# [Supplied data]
· · · ·
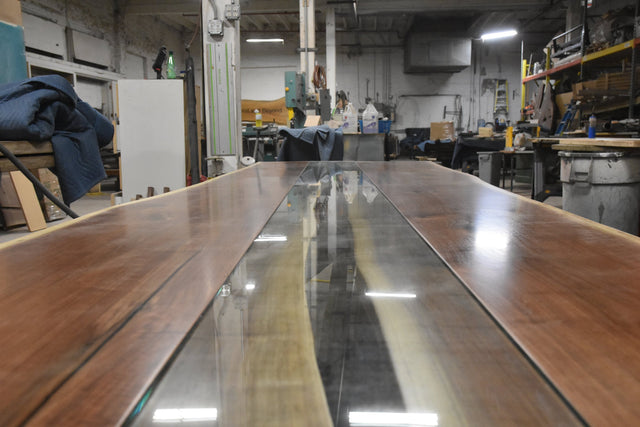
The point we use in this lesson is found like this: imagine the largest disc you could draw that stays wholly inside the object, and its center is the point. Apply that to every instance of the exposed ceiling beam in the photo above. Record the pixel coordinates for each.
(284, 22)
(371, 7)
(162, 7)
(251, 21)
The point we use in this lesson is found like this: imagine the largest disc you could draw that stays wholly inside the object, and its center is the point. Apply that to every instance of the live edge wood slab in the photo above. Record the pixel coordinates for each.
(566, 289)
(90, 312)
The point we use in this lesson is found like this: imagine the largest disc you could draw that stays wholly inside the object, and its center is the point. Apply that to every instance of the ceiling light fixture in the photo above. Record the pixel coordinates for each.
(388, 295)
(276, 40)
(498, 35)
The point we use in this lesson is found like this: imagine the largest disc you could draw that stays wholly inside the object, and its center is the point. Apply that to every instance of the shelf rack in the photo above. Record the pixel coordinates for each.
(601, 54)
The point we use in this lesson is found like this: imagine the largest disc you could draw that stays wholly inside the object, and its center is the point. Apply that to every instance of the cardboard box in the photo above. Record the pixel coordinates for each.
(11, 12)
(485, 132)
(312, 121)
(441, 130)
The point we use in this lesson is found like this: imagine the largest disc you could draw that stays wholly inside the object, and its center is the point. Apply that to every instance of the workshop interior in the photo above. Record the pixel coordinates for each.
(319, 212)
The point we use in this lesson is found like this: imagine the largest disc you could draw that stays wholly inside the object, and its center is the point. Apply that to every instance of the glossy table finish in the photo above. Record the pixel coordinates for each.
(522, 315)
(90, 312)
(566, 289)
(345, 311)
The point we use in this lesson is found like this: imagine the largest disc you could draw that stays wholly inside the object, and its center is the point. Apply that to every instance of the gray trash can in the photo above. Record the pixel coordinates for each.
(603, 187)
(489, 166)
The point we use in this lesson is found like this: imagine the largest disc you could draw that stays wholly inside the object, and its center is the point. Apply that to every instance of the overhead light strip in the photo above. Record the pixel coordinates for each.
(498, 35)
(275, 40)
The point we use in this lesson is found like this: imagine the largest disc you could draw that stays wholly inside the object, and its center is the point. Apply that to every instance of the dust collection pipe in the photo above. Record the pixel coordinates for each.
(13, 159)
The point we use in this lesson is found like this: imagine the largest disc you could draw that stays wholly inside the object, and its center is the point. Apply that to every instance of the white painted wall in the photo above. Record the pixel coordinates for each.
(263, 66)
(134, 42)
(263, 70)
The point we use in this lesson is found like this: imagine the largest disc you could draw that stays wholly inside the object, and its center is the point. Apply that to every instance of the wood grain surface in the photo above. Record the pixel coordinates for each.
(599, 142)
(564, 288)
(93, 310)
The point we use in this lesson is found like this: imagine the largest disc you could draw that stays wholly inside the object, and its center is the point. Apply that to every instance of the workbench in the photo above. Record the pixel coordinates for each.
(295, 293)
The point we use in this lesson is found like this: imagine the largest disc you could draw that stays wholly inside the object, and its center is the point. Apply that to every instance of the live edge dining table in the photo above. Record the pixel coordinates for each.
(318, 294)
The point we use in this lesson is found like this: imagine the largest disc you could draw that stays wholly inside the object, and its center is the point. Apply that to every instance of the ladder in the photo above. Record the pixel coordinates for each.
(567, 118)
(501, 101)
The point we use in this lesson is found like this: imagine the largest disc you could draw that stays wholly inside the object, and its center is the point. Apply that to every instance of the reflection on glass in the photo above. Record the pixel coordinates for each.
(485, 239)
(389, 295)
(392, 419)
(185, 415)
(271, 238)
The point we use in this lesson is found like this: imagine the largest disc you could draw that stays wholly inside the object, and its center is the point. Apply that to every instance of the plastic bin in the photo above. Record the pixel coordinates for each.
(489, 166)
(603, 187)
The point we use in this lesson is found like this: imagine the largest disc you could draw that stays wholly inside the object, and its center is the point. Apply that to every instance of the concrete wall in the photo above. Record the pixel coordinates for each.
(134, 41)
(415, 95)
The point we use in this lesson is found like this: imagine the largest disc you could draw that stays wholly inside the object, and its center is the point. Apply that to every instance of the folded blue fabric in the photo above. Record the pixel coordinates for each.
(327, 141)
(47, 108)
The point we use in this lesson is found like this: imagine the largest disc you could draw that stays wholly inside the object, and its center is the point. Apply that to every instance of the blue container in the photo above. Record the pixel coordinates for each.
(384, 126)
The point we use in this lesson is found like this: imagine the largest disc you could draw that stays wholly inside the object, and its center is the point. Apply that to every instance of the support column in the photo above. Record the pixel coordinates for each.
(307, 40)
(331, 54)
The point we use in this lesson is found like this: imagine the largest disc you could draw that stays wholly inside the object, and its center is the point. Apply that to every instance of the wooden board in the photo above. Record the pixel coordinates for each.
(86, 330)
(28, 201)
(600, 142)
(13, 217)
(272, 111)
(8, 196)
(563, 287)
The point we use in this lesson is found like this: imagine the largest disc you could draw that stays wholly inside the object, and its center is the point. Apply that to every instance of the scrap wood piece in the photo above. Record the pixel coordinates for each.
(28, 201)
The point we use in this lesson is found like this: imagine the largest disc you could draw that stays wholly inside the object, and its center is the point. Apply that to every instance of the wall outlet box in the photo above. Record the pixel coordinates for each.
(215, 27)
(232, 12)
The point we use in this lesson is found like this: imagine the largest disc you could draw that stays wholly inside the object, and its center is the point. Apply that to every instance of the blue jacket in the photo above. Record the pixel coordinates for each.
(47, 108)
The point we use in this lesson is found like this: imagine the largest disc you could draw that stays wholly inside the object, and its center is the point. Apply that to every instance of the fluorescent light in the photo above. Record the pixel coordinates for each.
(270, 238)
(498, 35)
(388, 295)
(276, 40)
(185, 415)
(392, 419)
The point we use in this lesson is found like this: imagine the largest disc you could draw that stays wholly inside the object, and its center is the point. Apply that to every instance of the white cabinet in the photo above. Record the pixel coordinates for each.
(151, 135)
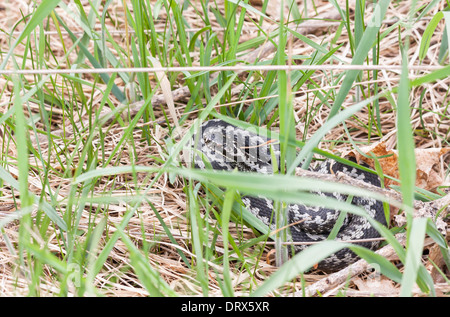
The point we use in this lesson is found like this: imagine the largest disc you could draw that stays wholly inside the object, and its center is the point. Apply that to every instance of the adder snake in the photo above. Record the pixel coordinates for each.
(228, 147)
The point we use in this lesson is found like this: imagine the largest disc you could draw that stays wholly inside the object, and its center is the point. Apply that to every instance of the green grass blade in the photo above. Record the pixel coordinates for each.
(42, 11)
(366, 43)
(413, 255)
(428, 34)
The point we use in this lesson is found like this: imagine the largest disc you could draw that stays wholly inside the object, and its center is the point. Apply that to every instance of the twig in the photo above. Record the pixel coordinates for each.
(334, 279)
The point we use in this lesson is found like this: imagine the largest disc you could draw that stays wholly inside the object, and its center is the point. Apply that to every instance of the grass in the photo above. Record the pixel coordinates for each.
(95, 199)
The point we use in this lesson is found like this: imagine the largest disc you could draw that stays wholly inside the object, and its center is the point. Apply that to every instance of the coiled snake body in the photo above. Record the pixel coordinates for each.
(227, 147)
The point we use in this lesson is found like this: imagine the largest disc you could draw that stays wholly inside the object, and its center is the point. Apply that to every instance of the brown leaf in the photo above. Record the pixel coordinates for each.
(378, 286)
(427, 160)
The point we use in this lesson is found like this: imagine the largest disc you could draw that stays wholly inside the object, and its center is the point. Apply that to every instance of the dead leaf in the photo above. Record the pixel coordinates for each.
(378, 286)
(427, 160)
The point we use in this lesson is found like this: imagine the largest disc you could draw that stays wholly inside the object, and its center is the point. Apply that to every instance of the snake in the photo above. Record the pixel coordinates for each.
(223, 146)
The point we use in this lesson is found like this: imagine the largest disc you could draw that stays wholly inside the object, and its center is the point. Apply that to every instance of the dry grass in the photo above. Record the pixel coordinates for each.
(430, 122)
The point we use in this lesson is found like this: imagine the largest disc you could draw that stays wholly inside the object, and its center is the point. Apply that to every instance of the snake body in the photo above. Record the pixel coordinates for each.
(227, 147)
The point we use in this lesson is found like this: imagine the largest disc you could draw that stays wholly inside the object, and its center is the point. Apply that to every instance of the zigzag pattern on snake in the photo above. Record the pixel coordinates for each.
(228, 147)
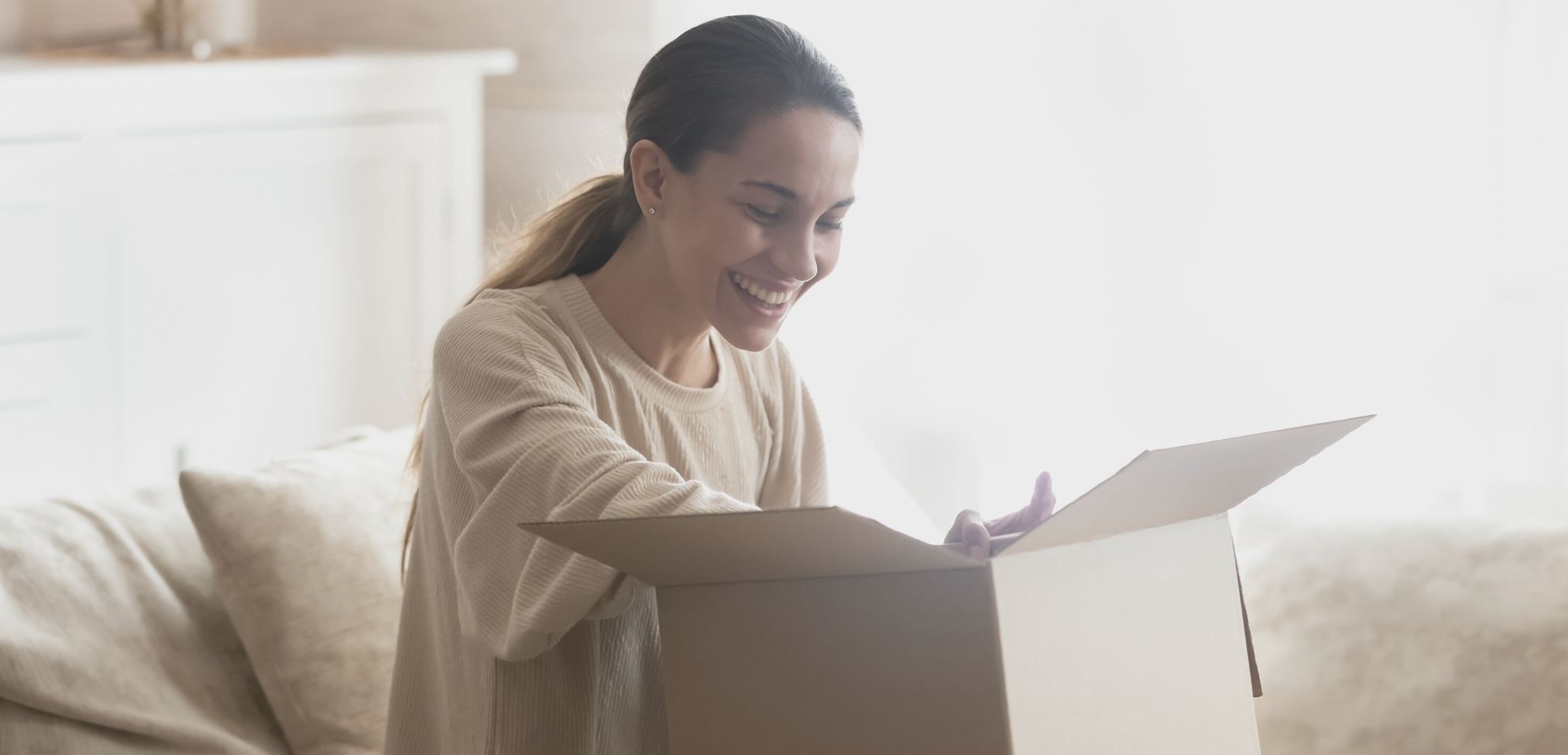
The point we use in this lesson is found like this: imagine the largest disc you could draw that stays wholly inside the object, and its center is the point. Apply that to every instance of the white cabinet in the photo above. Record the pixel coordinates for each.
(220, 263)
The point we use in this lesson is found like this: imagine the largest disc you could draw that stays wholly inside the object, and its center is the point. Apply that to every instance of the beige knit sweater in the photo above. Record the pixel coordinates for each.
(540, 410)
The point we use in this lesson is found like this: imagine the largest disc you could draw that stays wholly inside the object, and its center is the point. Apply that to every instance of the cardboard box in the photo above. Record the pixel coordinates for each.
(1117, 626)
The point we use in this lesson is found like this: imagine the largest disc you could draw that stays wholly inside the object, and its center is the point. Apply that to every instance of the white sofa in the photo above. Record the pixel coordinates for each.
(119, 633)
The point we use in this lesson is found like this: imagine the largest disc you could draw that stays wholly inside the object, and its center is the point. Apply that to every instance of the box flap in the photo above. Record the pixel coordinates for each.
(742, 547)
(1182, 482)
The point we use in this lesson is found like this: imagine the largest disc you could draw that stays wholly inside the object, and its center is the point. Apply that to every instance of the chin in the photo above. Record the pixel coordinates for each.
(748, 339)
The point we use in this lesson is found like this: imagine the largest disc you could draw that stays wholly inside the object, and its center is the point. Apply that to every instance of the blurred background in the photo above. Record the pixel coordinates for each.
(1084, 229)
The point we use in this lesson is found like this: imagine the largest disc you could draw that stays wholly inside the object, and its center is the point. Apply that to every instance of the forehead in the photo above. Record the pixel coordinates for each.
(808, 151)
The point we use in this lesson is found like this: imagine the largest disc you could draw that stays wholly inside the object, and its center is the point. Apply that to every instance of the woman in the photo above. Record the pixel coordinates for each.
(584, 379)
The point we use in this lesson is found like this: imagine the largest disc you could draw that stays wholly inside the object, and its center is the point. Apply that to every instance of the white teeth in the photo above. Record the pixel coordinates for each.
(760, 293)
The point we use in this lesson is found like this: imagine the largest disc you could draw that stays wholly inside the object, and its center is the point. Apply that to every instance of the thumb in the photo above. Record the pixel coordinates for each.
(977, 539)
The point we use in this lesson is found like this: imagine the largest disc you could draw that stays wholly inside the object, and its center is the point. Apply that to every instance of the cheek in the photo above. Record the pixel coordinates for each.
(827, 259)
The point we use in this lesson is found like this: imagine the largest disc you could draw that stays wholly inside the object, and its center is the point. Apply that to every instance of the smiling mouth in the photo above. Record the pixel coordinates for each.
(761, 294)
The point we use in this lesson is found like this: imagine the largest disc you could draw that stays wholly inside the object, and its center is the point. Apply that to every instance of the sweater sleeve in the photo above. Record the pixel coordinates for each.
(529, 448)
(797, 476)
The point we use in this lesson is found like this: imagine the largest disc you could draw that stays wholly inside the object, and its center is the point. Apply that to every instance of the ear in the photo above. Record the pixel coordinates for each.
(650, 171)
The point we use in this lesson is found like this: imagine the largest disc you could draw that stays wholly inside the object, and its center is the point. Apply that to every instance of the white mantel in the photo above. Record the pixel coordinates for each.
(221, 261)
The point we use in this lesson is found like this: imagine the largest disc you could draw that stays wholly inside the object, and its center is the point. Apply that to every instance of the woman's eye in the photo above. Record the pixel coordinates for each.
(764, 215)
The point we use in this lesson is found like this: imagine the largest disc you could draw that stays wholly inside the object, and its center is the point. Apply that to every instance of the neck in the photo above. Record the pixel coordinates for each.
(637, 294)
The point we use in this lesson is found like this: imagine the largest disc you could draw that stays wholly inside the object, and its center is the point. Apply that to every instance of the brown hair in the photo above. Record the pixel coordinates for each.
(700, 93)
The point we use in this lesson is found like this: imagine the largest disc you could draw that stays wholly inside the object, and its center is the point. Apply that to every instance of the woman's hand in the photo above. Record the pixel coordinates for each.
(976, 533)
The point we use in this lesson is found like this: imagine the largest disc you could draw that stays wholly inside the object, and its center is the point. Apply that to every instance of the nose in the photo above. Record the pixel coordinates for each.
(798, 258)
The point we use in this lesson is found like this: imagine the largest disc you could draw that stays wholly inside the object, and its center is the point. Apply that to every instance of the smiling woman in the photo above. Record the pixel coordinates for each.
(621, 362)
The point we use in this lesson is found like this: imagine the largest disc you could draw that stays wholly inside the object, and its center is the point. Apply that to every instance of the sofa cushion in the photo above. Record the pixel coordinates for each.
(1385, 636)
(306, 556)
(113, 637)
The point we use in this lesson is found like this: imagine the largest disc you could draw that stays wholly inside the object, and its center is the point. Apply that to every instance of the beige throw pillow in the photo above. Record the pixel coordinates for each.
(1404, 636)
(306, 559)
· · · ·
# [Requirements]
Repeat the line containing "of the nose" and all subsequent lines through the final line of the data, exactly and with no others.

# [Complete response]
The point we use in this lesson is found like this: imagine the largest disc you could draw that stays wholly inside the object, and its center is the point. Apply that to every instance of the nose in the photo above. Record the pixel coordinates for each.
(798, 258)
The point we use in this lesson is found like this: imagine the largest disc you could draw that stays wholly inside the object, and its center is the point. Apply that to every instance of the smiling woman in the photo above. Record the pixel coordinates for each.
(621, 362)
The point we use in this lesson is found like this: imagine the largest disc you could draw that stays wholly inside the object, and its center is the point. Apply that to every instance of the sofa cushion in the photo above. Record the pixel coordinates for each.
(1385, 636)
(306, 556)
(113, 637)
The point we use in this lesson is found like this: imagine the largest disc you could draw that stays wholly inside the object, and its center is the point. Apply that to every instance of the beige throw pillow in the photo above. Record the pixel coordinates for each.
(1404, 636)
(306, 559)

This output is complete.